++++ Source passage ++++

Perhaps even with assistance from our digital helpmeets. The philosopher Toby Ord, a senior researcher at Oxford, believes that we face an existential threat from “unaligned artificial intelligence”—that is, A.I. whose values no longer coincide with ours. One fine morning, some incarnation of A.I. might decide, for reasons of its own, to change things up, much as Skynet did in the “Terminator” movies. Ice caps may continue to melt while coral reefs bleach in the hot oceans, but it’s the descendants of Karel Čapek’s Czech robots that may do us in.

Lynskey allots space to all sorts of apocalypses, but, for the most part,“Everything Must Go” is doom without the gloom. His accounts of natural disasters are leavened not only by the imaginary disasters in his purview but also by his obvious enjoyment of them. If, on occasion, the prose is slightly purple—artists “dipped their pens in the foaming ink of revelation”—the book’s own stock of revelations never runs short. Did you know that Stanley Kubrick was so convinced of imminent nuclear war when filming “Dr. Strangelove” that he made plans to move to Australia? Or that the Pentagon took issue with Stanley Kramer’s film “On the Beach,” because the brass maintained that only five hundred million people would die in a nuclear war and not, as the film suggests, basically everyone? Or that J. G. Ballard, deservedly famous for his dystopian fiction, raised the idea “that the human spirit might be somehow transfigured by an apocalyptic nuclear war, even at the cost of millions of deaths”?

“Don’t make me count to three, or else I’ll have to come up with what happens after three.”

Cartoon by Julia Thomas

It’s only because Lynskey’s book is so thoroughly researched that one notices peculiar omissions. Why, for example, does Joni Mitchell’s “Big Yellow Taxi” rate inclusion but not Bryan Walsh’s sobering “End Times: A Brief Guide to the End of the World” or Elizabeth Kolbert’s Pulitzer Prize-winning “Sixth Extinction”? Such absences don’t detract from Lynskey’s achievement—they’re just head-scratchers. On the plus side, a section titled “Climate,” which tips its hat to Rachel Carson, Bill McKibben, Jonathan Schell, and Jonathan Franzen, is, in its way, an implicit tribute to this magazine’s informed recognition that what threatens the environment threatens us. Indeed, in a survey of people around the world between the ages of sixteen and twenty-five, fifty-six per cent agreed that “humanity is doomed.”

++++

■ **Exercises to complete**:
a. Print the passage from the book review word for word, starting at "Perhaps even with" and ending at "may do us in.".
b. In the book review, what share of the surveyed people aged sixteen to twenty-five agreed that "humanity is doomed"?

++++ Supplied material ++++

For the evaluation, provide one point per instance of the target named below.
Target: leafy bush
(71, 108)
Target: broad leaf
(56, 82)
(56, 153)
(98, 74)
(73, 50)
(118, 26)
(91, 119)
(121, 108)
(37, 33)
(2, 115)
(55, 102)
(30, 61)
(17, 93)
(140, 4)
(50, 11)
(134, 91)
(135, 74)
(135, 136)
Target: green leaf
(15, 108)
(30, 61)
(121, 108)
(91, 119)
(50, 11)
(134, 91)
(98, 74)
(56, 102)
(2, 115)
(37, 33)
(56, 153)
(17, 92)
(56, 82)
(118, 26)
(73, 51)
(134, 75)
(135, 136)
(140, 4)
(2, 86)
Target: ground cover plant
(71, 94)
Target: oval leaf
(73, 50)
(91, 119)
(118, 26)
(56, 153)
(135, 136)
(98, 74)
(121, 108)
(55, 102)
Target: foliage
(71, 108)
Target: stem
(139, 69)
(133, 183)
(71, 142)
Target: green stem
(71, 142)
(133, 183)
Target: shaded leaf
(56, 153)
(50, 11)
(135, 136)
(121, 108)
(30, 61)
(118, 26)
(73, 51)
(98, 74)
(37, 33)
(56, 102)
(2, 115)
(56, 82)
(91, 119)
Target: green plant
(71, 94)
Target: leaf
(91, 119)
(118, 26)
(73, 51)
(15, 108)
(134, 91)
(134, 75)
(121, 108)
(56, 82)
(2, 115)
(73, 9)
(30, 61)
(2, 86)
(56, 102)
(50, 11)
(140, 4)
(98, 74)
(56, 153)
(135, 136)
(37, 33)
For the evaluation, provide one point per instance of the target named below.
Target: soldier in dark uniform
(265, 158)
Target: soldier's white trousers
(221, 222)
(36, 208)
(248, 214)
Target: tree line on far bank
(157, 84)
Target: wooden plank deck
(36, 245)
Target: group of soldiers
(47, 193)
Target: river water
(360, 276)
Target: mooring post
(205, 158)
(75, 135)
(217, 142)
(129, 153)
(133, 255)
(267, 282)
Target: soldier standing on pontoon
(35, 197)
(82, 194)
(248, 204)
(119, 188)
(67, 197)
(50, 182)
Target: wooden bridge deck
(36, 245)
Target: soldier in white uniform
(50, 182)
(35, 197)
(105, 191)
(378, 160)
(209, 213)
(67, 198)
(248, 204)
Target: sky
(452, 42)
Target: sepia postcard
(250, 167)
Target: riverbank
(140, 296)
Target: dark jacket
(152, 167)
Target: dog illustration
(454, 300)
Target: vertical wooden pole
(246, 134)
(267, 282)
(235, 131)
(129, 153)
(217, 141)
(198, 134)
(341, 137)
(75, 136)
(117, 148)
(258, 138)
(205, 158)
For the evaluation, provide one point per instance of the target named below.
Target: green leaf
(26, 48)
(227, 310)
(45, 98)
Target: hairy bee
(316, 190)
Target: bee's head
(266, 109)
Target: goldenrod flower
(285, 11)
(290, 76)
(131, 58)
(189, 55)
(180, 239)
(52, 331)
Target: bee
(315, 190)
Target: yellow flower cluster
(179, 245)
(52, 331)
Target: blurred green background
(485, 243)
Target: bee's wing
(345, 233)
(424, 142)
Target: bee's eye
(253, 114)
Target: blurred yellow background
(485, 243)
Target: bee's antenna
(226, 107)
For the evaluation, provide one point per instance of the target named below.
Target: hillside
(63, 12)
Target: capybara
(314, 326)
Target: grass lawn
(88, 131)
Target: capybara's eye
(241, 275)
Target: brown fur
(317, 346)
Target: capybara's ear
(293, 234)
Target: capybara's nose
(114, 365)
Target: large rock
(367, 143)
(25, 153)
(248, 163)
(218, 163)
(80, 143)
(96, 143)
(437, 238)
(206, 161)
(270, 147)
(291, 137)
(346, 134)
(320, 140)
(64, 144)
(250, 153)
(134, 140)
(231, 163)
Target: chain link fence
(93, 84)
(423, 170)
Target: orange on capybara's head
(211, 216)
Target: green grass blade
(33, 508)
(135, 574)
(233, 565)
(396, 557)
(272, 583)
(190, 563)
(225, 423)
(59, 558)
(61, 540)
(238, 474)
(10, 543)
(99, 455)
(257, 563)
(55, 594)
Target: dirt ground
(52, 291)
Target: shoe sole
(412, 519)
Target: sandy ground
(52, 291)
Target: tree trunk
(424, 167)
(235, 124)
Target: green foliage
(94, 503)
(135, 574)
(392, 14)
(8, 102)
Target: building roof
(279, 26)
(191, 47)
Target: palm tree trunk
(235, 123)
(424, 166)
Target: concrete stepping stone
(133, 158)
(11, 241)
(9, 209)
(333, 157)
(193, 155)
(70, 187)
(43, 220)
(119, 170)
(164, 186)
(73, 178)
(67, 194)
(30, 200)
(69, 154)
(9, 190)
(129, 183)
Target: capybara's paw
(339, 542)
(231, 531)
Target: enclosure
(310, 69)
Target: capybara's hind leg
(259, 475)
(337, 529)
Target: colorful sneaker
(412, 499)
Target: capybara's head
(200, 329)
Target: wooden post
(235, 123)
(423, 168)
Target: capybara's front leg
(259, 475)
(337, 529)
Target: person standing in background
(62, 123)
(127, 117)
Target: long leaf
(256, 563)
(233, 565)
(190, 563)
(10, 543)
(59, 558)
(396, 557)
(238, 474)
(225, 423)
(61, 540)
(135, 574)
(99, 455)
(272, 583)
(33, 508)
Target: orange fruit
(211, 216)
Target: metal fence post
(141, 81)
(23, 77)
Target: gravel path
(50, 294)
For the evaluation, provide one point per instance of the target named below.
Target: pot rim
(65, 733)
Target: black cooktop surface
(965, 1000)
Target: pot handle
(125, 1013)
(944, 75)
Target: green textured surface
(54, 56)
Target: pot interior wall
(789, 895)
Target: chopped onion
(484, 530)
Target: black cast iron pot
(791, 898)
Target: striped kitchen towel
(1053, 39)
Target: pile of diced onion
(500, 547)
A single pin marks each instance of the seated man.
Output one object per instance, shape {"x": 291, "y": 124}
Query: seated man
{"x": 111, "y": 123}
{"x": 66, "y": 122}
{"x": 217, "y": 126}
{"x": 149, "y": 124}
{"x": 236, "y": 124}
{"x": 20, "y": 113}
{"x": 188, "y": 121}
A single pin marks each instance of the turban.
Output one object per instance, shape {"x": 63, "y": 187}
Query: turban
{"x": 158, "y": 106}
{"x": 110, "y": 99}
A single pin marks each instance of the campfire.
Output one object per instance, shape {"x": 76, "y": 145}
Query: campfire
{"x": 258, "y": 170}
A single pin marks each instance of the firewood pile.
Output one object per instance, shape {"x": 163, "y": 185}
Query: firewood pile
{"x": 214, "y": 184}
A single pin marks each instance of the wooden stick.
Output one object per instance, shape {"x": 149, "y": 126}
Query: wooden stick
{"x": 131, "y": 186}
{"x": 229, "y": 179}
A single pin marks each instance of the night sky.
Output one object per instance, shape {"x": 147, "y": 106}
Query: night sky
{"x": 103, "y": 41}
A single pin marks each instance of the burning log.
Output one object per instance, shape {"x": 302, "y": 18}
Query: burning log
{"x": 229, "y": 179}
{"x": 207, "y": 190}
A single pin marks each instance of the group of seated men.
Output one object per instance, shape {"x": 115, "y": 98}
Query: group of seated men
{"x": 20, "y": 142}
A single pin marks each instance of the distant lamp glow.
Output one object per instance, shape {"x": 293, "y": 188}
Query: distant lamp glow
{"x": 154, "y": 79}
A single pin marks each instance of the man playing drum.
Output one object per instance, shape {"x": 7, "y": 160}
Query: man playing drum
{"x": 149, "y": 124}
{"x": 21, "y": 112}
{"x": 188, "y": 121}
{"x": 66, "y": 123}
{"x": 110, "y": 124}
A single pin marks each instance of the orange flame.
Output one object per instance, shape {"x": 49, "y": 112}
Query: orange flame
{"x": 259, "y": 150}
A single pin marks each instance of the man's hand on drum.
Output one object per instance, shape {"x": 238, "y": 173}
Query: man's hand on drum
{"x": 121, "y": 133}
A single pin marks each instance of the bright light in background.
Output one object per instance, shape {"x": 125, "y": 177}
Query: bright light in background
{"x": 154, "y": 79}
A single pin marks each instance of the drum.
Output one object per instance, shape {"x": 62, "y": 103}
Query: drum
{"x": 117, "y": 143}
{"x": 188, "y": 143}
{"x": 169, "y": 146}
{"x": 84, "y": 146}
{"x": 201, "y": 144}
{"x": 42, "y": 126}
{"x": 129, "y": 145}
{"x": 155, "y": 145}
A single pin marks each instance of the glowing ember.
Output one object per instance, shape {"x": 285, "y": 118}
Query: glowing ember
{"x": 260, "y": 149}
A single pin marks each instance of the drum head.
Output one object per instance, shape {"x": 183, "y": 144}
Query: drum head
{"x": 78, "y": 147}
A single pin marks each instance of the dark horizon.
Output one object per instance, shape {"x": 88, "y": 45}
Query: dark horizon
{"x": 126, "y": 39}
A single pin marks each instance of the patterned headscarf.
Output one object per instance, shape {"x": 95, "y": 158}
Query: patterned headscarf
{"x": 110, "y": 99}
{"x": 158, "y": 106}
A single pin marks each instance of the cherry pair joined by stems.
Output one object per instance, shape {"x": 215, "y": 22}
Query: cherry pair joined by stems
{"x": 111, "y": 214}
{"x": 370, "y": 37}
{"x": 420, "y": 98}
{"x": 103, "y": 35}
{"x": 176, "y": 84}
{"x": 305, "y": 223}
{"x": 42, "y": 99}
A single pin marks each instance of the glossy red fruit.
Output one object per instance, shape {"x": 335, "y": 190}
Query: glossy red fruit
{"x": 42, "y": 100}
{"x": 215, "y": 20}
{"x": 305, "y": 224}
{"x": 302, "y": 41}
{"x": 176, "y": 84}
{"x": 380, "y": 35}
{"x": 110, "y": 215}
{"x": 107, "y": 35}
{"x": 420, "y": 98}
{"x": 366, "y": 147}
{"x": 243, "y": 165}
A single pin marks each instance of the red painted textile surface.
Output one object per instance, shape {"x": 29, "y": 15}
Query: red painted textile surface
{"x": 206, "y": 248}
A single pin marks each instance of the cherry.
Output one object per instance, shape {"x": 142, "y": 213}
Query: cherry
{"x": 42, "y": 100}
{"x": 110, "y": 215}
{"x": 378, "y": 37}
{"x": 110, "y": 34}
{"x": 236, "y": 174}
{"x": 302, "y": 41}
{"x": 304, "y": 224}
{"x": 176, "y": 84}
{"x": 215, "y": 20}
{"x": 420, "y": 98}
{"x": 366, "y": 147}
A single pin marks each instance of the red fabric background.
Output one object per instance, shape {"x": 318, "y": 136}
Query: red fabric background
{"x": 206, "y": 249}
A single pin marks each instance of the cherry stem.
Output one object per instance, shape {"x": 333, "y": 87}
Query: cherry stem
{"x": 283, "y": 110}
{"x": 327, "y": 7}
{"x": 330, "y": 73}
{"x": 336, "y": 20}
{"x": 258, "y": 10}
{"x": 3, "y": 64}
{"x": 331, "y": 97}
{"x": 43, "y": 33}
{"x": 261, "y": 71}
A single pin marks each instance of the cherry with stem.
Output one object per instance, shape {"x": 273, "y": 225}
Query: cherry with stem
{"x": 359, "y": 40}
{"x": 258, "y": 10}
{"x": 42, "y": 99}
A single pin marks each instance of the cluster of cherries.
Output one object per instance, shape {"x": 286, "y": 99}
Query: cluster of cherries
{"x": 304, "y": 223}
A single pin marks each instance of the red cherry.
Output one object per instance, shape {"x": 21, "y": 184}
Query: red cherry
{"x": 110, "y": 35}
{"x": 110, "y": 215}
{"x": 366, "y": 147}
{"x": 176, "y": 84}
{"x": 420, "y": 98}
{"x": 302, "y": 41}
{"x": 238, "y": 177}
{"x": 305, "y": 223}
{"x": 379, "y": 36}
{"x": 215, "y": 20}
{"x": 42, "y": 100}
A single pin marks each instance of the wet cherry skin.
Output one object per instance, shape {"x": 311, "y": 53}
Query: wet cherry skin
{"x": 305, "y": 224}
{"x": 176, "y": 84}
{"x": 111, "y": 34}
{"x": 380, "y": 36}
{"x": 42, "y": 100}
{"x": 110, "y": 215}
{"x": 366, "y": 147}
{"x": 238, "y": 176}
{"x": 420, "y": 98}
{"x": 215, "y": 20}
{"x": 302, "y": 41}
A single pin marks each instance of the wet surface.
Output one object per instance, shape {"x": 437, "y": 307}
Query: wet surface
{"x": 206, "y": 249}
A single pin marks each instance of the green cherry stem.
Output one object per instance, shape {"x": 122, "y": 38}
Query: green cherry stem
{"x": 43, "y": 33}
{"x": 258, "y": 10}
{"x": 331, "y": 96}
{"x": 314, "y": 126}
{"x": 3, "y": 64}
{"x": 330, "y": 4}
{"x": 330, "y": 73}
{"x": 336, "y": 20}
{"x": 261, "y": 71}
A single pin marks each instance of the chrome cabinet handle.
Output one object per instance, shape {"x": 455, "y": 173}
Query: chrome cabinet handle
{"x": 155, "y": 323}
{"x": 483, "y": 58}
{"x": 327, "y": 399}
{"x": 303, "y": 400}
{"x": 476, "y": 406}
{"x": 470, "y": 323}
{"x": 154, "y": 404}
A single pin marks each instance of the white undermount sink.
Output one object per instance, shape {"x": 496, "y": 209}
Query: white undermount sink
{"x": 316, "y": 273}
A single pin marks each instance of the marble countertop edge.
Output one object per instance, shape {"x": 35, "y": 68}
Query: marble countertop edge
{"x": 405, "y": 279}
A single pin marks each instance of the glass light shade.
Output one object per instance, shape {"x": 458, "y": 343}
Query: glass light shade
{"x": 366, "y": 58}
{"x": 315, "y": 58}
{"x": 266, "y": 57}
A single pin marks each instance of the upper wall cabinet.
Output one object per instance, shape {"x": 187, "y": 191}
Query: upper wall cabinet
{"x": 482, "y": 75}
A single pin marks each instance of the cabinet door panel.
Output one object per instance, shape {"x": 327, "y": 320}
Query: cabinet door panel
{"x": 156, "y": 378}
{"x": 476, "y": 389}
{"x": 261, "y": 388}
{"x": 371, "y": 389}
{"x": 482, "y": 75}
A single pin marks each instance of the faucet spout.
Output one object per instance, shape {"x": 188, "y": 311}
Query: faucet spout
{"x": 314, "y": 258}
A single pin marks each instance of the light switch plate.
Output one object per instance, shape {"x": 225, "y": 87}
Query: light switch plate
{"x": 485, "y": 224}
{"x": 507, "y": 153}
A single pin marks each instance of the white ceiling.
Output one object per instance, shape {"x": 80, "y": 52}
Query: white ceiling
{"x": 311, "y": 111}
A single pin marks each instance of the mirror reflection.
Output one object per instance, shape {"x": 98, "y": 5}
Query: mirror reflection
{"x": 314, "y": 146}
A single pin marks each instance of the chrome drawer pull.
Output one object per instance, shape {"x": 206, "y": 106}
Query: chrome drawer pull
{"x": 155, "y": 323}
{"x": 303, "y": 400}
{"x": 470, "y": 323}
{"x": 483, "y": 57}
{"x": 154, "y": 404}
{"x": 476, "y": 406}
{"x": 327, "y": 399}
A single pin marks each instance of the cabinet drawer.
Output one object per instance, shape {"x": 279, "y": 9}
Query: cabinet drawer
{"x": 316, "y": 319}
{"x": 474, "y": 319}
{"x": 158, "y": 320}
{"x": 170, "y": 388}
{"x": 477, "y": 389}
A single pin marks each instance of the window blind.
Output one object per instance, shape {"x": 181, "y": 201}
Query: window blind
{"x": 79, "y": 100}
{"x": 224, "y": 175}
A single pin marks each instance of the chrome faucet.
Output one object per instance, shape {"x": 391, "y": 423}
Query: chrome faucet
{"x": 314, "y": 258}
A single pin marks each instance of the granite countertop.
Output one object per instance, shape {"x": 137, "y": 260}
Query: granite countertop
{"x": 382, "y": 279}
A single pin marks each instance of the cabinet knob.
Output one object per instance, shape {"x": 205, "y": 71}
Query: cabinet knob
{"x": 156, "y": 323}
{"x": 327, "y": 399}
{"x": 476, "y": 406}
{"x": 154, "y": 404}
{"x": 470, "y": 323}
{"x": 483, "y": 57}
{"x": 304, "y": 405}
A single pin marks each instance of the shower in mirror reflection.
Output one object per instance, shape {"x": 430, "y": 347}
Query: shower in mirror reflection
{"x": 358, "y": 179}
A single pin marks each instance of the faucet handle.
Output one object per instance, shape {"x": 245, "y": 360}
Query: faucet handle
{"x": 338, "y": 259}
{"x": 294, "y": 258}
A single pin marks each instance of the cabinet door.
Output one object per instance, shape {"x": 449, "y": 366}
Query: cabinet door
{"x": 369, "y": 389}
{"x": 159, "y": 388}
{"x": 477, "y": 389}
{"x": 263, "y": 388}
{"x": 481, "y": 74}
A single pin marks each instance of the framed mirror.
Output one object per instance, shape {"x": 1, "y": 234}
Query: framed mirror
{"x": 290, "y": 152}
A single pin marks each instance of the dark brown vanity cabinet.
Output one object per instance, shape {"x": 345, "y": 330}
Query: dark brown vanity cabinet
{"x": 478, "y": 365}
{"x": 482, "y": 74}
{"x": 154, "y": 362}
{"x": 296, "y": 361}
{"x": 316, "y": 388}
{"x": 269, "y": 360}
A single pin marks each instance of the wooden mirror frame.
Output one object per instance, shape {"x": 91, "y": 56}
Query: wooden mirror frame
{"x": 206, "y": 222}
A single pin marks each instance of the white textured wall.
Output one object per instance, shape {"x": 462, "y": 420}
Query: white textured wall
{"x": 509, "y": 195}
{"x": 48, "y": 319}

++++

■ **Complete answers**:
a.
Perhaps even with assistance from our digital helpmeets. The philosopher Toby Ord, a senior researcher at Oxford, believes that we face an existential threat from “unaligned artificial intelligence”—that is, A.I. whose values no longer coincide with ours. One fine morning, some incarnation of A.I. might decide, for reasons of its own, to change things up, much as Skynet did in the “Terminator” movies. Ice caps may continue to melt while coral reefs bleach in the hot oceans, but it’s the descendants of Karel Čapek’s Czech robots that may do us in.

b. Fifty-six per cent.